## TASK TO COMPLETE:
Return every line of the material below verbatim, without any alteration.

## DATA ROWS:
_ _ _ _ _
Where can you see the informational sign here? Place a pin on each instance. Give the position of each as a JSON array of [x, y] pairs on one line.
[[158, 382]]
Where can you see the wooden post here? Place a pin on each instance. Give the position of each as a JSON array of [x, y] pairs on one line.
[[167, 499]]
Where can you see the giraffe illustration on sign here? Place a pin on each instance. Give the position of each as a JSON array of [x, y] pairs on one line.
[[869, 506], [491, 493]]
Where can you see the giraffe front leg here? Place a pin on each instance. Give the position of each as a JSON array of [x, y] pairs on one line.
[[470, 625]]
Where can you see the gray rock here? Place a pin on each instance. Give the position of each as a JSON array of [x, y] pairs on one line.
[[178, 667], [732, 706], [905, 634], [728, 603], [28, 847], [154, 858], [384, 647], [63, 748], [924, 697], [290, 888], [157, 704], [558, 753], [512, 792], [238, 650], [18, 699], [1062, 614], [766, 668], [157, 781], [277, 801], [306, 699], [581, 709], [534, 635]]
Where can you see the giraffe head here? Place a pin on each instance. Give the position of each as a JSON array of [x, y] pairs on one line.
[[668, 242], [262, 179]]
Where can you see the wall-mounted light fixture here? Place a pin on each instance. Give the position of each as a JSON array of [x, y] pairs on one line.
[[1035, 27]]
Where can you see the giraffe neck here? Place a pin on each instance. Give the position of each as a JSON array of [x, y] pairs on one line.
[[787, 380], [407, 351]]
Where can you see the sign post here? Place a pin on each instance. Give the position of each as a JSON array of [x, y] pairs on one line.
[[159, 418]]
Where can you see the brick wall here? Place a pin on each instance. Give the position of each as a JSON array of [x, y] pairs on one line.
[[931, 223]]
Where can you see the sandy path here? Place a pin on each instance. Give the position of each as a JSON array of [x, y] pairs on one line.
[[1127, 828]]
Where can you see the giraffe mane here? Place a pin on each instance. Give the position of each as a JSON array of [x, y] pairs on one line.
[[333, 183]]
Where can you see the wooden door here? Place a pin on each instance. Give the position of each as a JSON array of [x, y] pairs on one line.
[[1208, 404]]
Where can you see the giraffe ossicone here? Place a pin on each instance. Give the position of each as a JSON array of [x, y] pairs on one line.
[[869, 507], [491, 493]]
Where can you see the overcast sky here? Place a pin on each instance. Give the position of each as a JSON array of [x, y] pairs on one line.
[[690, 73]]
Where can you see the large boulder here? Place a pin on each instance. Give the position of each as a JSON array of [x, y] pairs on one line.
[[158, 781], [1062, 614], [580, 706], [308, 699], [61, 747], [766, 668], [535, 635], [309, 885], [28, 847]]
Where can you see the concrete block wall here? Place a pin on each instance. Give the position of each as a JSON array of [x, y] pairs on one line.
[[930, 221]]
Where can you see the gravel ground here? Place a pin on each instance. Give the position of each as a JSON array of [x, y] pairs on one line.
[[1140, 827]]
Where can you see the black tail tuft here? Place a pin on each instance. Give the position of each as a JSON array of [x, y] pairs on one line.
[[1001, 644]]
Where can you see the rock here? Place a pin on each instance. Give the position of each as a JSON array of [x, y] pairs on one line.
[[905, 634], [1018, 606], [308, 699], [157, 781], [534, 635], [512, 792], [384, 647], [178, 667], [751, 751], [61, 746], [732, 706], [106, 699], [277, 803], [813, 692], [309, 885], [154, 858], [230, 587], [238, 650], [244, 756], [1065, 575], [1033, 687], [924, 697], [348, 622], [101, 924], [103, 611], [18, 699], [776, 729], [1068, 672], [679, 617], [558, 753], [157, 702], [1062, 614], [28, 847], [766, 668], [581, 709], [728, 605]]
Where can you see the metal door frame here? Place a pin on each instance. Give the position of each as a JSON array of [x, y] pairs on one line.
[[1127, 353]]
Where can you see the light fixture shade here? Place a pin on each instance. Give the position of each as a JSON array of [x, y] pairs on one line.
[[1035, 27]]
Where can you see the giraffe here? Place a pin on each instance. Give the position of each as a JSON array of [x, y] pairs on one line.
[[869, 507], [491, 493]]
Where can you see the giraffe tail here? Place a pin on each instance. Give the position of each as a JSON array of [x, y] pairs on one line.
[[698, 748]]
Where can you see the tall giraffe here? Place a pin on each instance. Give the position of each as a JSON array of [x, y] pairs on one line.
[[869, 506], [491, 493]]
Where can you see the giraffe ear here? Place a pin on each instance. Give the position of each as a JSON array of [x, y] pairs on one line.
_ _ _ _ _
## TASK OUTPUT:
Where can you see the informational sign here? Place a pin on each instance. Give the position of each as a JSON array of [x, y] pairs on one line.
[[158, 382]]
Where can you see the wooden post here? Place a pin on each instance. Give the position of each as a JSON array of [x, y] pairs on one line.
[[167, 499]]
Where can you see the giraffe illustration on sign here? Place a pin on each instance. Give the position of each as a JSON array of [x, y] pairs on one line.
[[869, 506], [491, 493]]
Where can you see the giraffe front leg here? Place a pin on each instance. Give the position of each as a JSON array of [x, y] pairs on one line.
[[470, 625]]
Where can you see the gray rock here? Place a pin on each instance. Give the position of each as a JSON array of [x, y] pairs on one line.
[[178, 667], [732, 706], [905, 634], [728, 603], [28, 847], [154, 858], [384, 647], [63, 748], [924, 697], [290, 888], [157, 704], [558, 753], [512, 792], [238, 650], [18, 699], [1062, 614], [766, 668], [157, 781], [277, 801], [306, 699], [581, 709], [534, 635]]
Where can you see the giraffe head here? Place a pin on each instance. Give the position of each as a JSON array of [x, y] pairs on one line.
[[668, 242], [262, 179]]
Where can you see the wall-mounted light fixture here? Place a pin on each instance. Give the position of each as a JSON array of [x, y] pairs on one line.
[[1035, 27]]
Where can you see the giraffe neck here? Place a pin on each instance. Give the position of each as a JSON array of [x, y] pairs on one line.
[[787, 380], [407, 351]]
Where can you see the sign post here? Place a pin on each instance. Give the position of each as a JSON array of [x, y] pairs on one line.
[[159, 418]]
Where can you see the brick wall here? Place a pin on each instance. Give the position of each as a JSON array of [x, y] pairs on one line.
[[931, 223]]
Where can you see the sandy path here? Place a pin on each instance. Give the position of each as a JSON array of [x, y] pairs on one line.
[[1127, 828]]
Where can you see the giraffe mane here? Place a pin on each instance. Give the position of each as a JSON array of [x, y] pairs on one line.
[[333, 183]]
Where can you see the wooden door here? Place a pin on each instance. Give the position of each as a JSON array of [x, y] pairs on one line.
[[1208, 404]]
Where can you see the giraffe ossicone here? Place a pin on each instance. Give the position of each as a JSON array of [x, y] pairs on one line.
[[869, 507], [491, 493]]
Where can you see the overcast sky here? Place a pin on each instance. Give the position of each as a JSON array of [x, y] pairs on one line.
[[690, 73]]
Where can you see the large boulder here? Place a pin on each instance. Give the position of each as a JSON array of [x, y] pairs on one line.
[[158, 781], [1062, 614], [580, 706], [308, 699], [61, 747], [766, 668], [535, 635], [309, 885], [28, 847]]
Where can you see the concrete block wall here? Place a pin on each instance. Give the position of each as a JSON array of [x, y] pairs on one line.
[[930, 221]]
Where can you see the gravel ground here? Place a pin on each instance. Give the position of each as a JSON array of [x, y] pairs on one line.
[[1140, 827]]
Where can you see the black tail tuft here? Place a pin on each instance. Give the position of each as a JSON array of [x, y] pairs on one line.
[[1001, 644]]
Where can you see the rock here? Place a pin on each instance. Give the position of each as a JSON array of [x, y] pairs on one line.
[[905, 634], [1018, 606], [308, 699], [157, 781], [534, 635], [512, 792], [384, 647], [178, 667], [751, 751], [61, 746], [732, 706], [106, 699], [277, 803], [813, 692], [309, 885], [154, 858], [230, 587], [238, 650], [244, 756], [1065, 575], [1033, 687], [924, 697], [348, 622], [101, 924], [103, 611], [18, 699], [776, 729], [1068, 672], [679, 617], [558, 753], [157, 702], [1062, 614], [28, 847], [766, 668], [581, 709], [728, 605]]
Where can you see the metal door frame here? Place a pin on each instance. Give the position of each as a JSON array of [x, y] pairs on one line.
[[1127, 353]]
Where can you see the light fixture shade here? Place a pin on each instance. Give the position of each as a JSON array of [x, y] pairs on one line.
[[1035, 27]]
Where can you see the giraffe here? Place a pin on each instance. Give the position of each as a JSON array of [x, y] pairs on one line.
[[869, 507], [491, 493]]
Where can you see the giraffe tail here? Place a pin on each instance. Give the position of each as a JSON array of [x, y] pairs on one line.
[[698, 748]]
Where can you see the tall giraffe here? Place a pin on each instance. Give the position of each as a JSON array of [x, y] pairs on one line.
[[869, 506], [491, 493]]
Where can you see the giraffe ear here? Place a pin on each instance. Give the position of each as a JSON array of [x, y] pairs on one line.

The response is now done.